• _SUPPLIED INFORMATION_:
----------------
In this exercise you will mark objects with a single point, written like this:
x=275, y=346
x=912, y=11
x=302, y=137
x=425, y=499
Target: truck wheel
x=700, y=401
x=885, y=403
----------------
• _EXERCISE OBJECTIVE_:
Copy the data above in full, exactly as it reads.

• _REPLY TO THE EXERCISE_:
In this exercise you will mark objects with a single point, written like this:
x=275, y=346
x=912, y=11
x=302, y=137
x=425, y=499
Target: truck wheel
x=700, y=401
x=885, y=403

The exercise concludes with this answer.